## WORK ITEM
Your response should be the lines from the one holding "Question. For every instance of the grass" to the last line of the data below, copied exactly and with no additions.

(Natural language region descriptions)
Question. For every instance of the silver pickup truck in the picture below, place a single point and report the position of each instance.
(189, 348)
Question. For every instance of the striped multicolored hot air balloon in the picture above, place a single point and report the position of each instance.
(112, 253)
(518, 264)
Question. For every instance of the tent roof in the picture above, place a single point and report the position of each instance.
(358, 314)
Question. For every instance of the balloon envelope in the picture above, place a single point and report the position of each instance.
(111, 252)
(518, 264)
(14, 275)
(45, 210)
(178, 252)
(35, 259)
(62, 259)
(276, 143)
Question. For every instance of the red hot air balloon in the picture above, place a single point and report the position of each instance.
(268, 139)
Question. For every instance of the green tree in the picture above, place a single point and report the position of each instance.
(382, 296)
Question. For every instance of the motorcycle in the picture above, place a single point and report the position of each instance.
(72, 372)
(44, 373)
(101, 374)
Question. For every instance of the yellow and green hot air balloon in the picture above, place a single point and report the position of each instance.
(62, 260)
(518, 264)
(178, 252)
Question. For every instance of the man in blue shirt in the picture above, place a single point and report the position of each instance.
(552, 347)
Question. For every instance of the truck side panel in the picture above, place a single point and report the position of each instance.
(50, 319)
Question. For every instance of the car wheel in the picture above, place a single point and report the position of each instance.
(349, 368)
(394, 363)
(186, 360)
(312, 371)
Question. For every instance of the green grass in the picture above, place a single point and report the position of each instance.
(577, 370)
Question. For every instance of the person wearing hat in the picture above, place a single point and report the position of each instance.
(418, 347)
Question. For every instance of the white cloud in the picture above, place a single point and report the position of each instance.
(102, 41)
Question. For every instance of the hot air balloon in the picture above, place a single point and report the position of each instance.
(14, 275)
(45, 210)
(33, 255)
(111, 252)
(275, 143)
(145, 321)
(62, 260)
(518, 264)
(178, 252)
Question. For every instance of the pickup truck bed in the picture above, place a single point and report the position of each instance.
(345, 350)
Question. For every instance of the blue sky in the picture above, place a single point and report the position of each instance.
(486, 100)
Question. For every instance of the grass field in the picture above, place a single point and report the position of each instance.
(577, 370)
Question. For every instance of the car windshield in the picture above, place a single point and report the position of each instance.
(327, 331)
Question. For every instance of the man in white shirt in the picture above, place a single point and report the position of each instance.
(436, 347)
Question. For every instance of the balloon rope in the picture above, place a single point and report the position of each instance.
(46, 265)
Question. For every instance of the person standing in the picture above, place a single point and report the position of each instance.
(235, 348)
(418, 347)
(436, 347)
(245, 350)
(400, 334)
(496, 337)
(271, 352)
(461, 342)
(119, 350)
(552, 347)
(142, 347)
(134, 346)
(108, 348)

## TASK RESPONSE
Question. For every instance of the grass field in the picture above, place a single point and report the position of each instance.
(577, 370)
Question. For every instance of the car windshield in the picture above, place a single point and report the position of each instance.
(327, 331)
Question. For every instance of the man in white shirt in the picture above, place a single point and report the position of each instance.
(436, 347)
Question. For every instance of the balloon rope in the picture above, place a single point and report the position of each instance.
(46, 265)
Question. For every instance of the person standing in the picture above, place a single point and report the position of each instance.
(235, 348)
(418, 347)
(436, 347)
(245, 350)
(400, 334)
(496, 337)
(271, 352)
(461, 342)
(119, 350)
(552, 347)
(142, 347)
(134, 346)
(108, 348)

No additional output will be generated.